→ Your task
Render the stretch of lines from the one containing "of the arcade" through the one containing "Query: person in crowd" as a Markdown table with the columns Row and Line, leaving out any blank lines.

→ Location annotation dataset excerpts
________________________________________
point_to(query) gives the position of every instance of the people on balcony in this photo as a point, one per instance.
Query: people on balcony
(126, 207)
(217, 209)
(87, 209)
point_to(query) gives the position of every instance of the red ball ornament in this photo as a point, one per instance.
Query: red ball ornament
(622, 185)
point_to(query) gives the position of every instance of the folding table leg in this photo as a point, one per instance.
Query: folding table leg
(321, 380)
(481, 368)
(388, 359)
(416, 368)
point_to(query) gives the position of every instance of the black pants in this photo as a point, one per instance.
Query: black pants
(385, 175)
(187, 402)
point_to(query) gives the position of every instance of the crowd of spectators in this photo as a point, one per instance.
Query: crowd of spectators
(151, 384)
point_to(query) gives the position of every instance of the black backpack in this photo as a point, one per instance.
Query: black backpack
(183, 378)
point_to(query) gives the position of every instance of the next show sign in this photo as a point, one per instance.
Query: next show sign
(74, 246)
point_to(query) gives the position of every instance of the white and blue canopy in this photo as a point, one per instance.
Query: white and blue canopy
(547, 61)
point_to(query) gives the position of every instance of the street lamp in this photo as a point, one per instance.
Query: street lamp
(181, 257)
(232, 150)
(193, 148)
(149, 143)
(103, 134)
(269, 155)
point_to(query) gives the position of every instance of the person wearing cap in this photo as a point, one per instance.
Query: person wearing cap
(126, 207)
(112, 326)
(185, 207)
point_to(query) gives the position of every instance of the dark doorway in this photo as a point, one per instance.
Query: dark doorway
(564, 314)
________________________________________
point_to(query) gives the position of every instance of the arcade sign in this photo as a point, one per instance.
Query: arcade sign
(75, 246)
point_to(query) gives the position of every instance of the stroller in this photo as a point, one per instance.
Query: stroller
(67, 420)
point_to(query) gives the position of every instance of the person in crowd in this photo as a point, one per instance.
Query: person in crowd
________________________________________
→ Response to the task
| Row | Line |
|---|---|
| 1 | point_to(query) gives the position of every instance of the arcade sign in this photo as a point, one per instance. |
| 2 | Query: arcade sign |
| 3 | (75, 246) |
| 4 | point_to(query) gives the position of every instance of the stroller in this photo as a point, one per instance. |
| 5 | Query: stroller |
| 6 | (67, 420) |
| 7 | point_to(query) gives the position of every instance of the person in crowd in this photo as a point, one per instance. |
| 8 | Query: person in crowd |